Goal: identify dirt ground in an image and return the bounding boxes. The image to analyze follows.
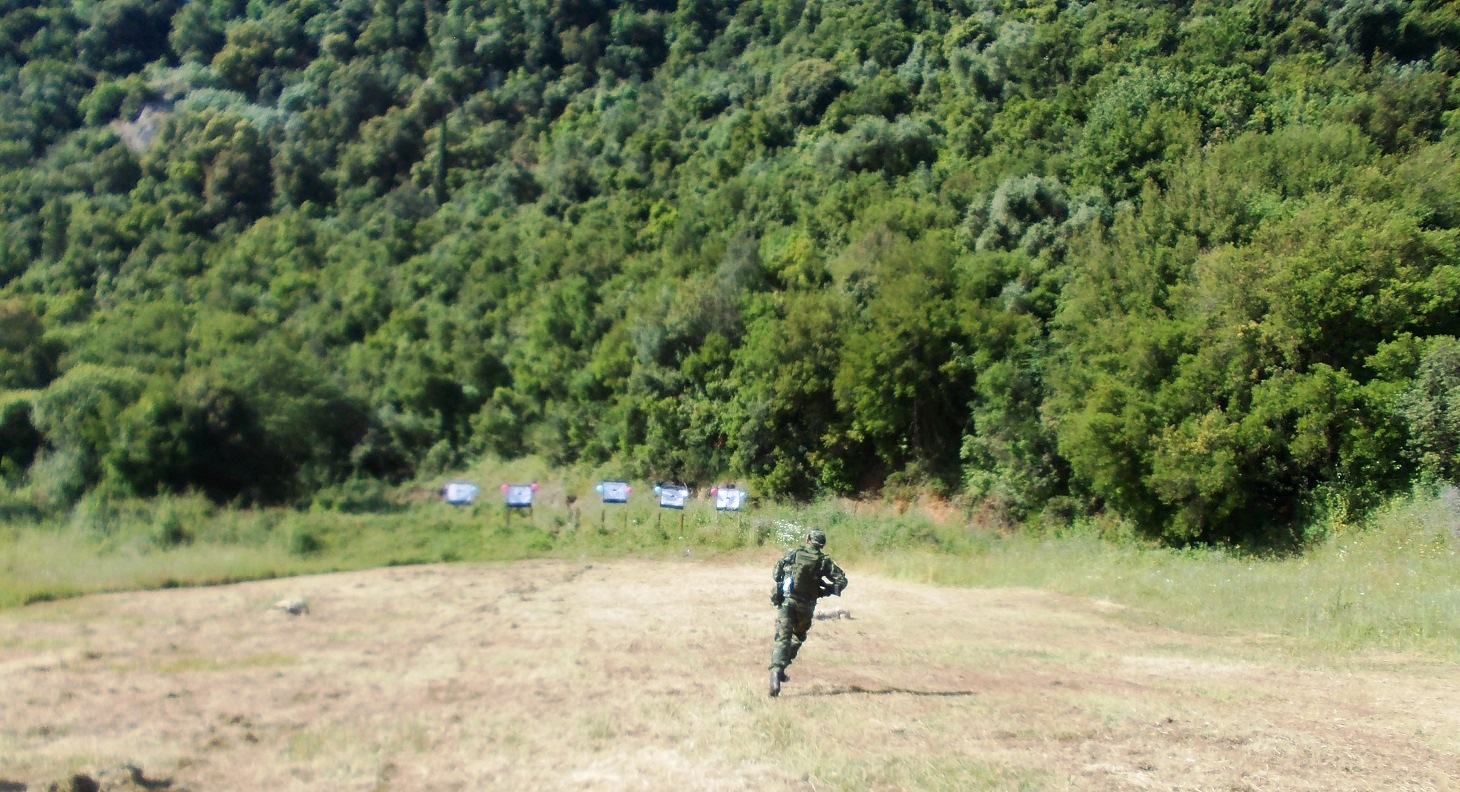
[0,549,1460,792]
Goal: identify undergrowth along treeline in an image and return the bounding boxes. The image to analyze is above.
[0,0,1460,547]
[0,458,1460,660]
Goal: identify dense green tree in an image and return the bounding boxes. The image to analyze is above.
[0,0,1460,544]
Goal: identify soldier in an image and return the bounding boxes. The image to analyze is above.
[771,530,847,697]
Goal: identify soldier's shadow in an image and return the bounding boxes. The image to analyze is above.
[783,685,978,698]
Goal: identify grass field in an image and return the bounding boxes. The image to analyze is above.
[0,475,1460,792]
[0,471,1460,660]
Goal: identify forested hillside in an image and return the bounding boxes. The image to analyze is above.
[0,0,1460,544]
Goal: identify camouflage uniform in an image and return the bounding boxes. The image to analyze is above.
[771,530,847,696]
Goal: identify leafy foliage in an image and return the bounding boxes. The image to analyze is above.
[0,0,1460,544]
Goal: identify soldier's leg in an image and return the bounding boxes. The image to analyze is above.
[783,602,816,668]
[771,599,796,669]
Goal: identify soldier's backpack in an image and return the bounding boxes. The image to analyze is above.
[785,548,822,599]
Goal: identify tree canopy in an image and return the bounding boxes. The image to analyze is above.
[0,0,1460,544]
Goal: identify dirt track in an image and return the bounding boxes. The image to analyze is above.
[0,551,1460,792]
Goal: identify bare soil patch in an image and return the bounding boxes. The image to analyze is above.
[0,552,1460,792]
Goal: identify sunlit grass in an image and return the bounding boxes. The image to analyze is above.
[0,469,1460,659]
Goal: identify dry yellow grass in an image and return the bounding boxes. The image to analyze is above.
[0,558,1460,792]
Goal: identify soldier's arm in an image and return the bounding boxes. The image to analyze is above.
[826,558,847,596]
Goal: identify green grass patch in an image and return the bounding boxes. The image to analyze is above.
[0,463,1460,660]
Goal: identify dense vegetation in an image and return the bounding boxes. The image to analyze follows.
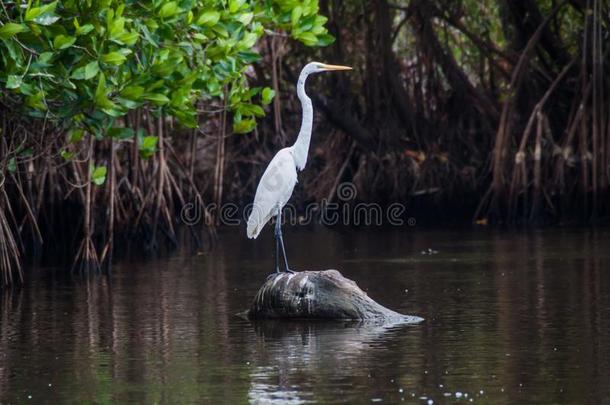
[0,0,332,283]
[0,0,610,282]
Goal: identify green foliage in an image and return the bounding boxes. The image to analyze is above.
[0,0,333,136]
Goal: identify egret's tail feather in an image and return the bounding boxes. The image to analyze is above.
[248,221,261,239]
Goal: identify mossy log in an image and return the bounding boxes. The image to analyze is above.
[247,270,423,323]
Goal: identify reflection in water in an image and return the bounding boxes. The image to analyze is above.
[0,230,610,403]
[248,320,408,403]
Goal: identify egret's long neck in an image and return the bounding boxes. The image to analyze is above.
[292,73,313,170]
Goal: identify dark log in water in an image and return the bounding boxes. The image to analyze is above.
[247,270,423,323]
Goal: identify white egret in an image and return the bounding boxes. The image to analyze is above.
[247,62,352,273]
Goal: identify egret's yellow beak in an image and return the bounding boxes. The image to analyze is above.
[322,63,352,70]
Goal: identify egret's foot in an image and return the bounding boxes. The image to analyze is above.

==========

目標: 上の記録をすべて、「Goal」を「Objective」に置き換え、ほかは変えずに書き直しなさい。画像は解答に含めないこと。

解答:
Objective: identify dirt ground in an image and return the bounding boxes. The image to analyze follows.
[0,549,1460,792]
Objective: identify undergrowth along treeline in an image and return the bounding boxes. The image to analyze is above.
[0,0,1460,547]
[0,458,1460,660]
Objective: identify dense green tree in an image and return the bounding boxes. The image to analyze is above.
[0,0,1460,544]
Objective: identify soldier in an image and return the bounding boxes. The image to analyze is above.
[771,530,847,697]
Objective: identify soldier's shadow in an image and return the bounding boxes. The image to analyze is above.
[783,685,978,698]
Objective: identify grass field in an image and return the bounding boxes. The image to analyze is above.
[0,475,1460,792]
[0,471,1460,660]
Objective: identify forested hillside in an image and return the bounding boxes. The image to analyze is above.
[0,0,1460,544]
Objective: identify camouflage uniform in an image and return the bounding boxes. The image to analyze is above.
[771,530,847,696]
Objective: identify leafy foliage in an image and return the bounding boxes. The image to analyze is above.
[0,0,1460,544]
Objective: identify soldier's leg in an image and return the bounding boxes. The image to analyze is above.
[783,602,816,668]
[771,599,796,669]
Objective: identify soldier's backpack in an image and return the bounding boxes. The image to analyze is above.
[785,548,822,599]
Objective: identify tree canopy in an image and return the bounding boxes. The image to analyze is above.
[0,0,1460,544]
Objective: identify dirt track in an image and return the bounding boxes. The image to analyze is above.
[0,551,1460,792]
Objective: identify bare soil patch in an image and return the bounding boxes. The image to analyze is above.
[0,552,1460,792]
Objective: identify sunlit grass in an image and return the bounding boxes. The image to analyze is above.
[0,469,1460,659]
Objective: identify dry yellow grass in an image and return the bounding boxes. The image to analyze is above.
[0,558,1460,792]
Objective: identify soldier's arm in an image and return the bounding boxes. The image to analyze is above.
[826,558,847,596]
Objective: identify green grass patch in an image and return the bounding boxes. The image to analyze is above.
[0,463,1460,660]
Objective: identify dense vegetation in an image and return the bounding boxes. The image to analyze follows.
[0,0,332,283]
[0,0,610,282]
Objective: identify green foliage in an image and return the bounding boxes. The image to analyze is above.
[0,0,333,136]
Objective: identify egret's tail feather in an image and return the bounding boxes. The image to analyze is above.
[248,221,261,239]
Objective: identify mossy log in an image and return the bounding boxes. The image to analyze is above.
[247,270,423,323]
Objective: identify reflection in water in an image and return the bounding boxes. The image to analyze is above.
[0,230,610,403]
[248,320,408,403]
Objective: identify egret's long neck in an image and return the bounding boxes. The image to analyze is above.
[292,73,313,170]
Objective: identify dark log in water in an image and return the bounding boxes. The image to analyze is above.
[247,270,423,323]
Objective: identify white egret in an image and return the bounding boxes. The image to analyze is above.
[247,62,352,273]
Objective: identify egret's yellow beak in an image and return the bounding boxes. The image to analyze is above.
[322,63,352,70]
Objective: identify egret's foot in an image and return the bounding boxes. The image to analyze is above.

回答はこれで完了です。